Objective: Copy the lines below word for word, from the very first one through the line that contains "[(106, 197), (223, 202)]". Leave the pictures out.

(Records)
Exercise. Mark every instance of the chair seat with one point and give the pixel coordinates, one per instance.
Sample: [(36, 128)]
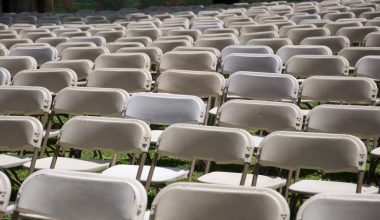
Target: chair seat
[(229, 178), (213, 111), (155, 135), (160, 175), (312, 187), (256, 140), (64, 163), (9, 161), (376, 152)]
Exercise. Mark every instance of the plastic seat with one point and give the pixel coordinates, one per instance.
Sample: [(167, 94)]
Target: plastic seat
[(106, 197), (223, 202)]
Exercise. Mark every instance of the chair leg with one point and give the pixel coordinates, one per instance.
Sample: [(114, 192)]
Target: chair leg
[(372, 169)]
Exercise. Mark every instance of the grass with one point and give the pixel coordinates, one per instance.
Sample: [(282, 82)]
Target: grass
[(170, 162)]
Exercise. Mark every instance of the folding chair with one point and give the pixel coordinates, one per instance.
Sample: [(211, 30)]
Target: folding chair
[(195, 34), (89, 53), (105, 197), (81, 67), (52, 41), (217, 42), (286, 52), (201, 61), (19, 133), (115, 46), (235, 62), (335, 26), (221, 145), (353, 54), (371, 40), (258, 28), (97, 40), (129, 79), (335, 43), (244, 38), (169, 45), (296, 35), (123, 60), (283, 31), (245, 49), (41, 54), (6, 189), (53, 79), (338, 15), (5, 77), (152, 33), (143, 40), (8, 43), (335, 206), (303, 66), (367, 66), (273, 43), (330, 153), (217, 202), (356, 35)]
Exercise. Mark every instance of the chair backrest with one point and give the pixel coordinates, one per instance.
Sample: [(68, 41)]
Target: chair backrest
[(154, 53), (368, 66), (235, 62), (97, 40), (286, 52), (52, 41), (274, 43), (245, 49), (222, 145), (357, 34), (198, 83), (90, 53), (25, 100), (123, 60), (217, 42), (41, 54), (335, 43), (52, 79), (5, 77), (296, 35), (262, 115), (201, 61), (218, 202), (330, 153), (166, 109), (20, 133), (102, 133), (169, 45), (91, 101), (244, 38), (144, 40), (354, 54), (6, 190), (372, 39), (115, 46), (82, 68), (340, 207), (62, 46), (304, 66), (263, 86), (362, 121), (105, 197), (130, 79), (353, 90), (335, 26), (152, 33)]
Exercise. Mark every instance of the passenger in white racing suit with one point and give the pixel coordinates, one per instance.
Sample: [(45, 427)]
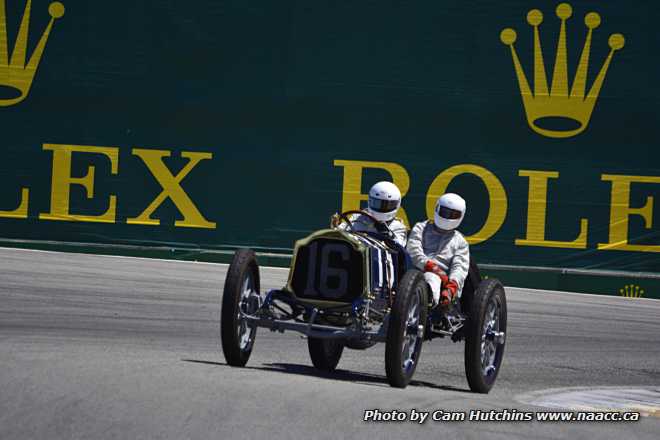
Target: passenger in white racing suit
[(438, 249), (384, 202)]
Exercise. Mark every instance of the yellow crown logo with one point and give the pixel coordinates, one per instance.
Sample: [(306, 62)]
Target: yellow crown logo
[(14, 73), (558, 103), (631, 291)]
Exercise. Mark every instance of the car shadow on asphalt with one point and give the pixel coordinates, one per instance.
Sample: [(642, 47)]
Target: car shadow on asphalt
[(342, 375)]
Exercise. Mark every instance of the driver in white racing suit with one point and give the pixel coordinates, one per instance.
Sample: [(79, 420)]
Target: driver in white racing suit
[(384, 202), (438, 249)]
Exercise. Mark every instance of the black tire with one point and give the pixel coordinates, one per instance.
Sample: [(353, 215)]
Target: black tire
[(412, 293), (236, 349), (481, 373), (325, 353)]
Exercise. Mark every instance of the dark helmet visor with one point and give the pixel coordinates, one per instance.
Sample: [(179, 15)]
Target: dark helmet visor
[(379, 205), (448, 213)]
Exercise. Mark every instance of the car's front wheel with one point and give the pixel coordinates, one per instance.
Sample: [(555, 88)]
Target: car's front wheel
[(240, 297), (485, 335), (405, 331)]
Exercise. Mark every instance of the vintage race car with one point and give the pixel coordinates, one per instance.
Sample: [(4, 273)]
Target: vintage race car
[(349, 289)]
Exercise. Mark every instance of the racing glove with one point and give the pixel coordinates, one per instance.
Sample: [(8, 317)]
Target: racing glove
[(448, 294), (432, 266)]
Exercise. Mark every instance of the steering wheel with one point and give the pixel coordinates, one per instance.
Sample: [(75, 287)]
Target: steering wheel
[(344, 217)]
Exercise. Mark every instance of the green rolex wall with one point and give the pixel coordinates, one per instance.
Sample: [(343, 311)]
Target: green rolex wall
[(215, 124)]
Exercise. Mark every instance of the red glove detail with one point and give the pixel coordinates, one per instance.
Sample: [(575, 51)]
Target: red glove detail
[(432, 266), (448, 292)]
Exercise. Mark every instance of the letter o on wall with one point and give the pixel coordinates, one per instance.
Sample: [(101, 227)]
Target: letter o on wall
[(496, 195)]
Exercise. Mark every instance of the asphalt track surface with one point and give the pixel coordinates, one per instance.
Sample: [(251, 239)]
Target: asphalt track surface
[(101, 347)]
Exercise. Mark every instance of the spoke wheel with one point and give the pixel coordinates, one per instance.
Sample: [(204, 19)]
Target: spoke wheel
[(240, 298), (486, 336), (405, 332)]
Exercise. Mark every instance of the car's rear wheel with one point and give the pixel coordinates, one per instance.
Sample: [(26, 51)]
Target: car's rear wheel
[(485, 335), (325, 353), (240, 297), (405, 331)]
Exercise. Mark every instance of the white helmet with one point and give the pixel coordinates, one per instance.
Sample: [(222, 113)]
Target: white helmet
[(449, 211), (384, 201)]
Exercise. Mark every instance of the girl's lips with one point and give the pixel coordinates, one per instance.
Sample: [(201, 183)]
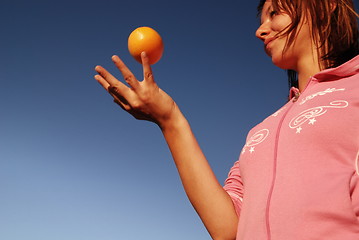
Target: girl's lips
[(267, 41)]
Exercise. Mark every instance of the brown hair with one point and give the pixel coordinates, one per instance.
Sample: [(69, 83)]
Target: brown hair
[(334, 27)]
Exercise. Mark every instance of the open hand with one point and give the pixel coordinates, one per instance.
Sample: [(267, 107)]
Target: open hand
[(142, 99)]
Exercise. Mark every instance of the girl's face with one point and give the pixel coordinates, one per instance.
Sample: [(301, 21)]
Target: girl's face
[(292, 57)]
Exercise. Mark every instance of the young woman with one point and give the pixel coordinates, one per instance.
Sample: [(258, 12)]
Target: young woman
[(298, 173)]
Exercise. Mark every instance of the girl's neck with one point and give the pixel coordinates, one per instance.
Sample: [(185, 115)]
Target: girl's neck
[(307, 68)]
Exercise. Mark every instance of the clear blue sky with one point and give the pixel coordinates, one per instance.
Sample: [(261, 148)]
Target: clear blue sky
[(73, 165)]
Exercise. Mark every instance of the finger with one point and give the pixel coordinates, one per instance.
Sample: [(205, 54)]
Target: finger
[(147, 71), (126, 73), (102, 81), (108, 77)]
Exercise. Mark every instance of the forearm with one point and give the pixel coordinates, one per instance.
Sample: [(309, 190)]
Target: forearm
[(212, 203)]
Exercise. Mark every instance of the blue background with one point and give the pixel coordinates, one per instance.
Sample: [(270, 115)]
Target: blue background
[(73, 165)]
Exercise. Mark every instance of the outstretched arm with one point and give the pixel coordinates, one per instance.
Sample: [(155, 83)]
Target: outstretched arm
[(145, 100)]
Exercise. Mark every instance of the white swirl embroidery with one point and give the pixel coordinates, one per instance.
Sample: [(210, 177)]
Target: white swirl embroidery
[(309, 115), (277, 112), (256, 139), (328, 90)]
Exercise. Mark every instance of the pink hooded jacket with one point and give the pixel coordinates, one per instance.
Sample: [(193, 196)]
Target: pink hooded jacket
[(298, 173)]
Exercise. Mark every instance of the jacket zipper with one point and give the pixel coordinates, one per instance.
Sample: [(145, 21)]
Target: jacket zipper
[(275, 167)]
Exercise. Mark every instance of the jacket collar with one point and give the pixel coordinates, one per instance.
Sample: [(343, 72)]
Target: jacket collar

Response:
Exercise. Mark every instance of the chair seat with one point and give the pixel coordinates, one per instance.
Sample: [(36, 128)]
Target: chair seat
[(229, 178), (213, 111), (155, 135), (160, 175), (312, 187), (256, 140), (64, 163), (9, 161), (376, 152)]
Exercise. Mark every instance of the plastic seat with one point and give the pixel coordinates, one per instance.
Sample: [(167, 94)]
Target: plastic seat
[(106, 197), (223, 202)]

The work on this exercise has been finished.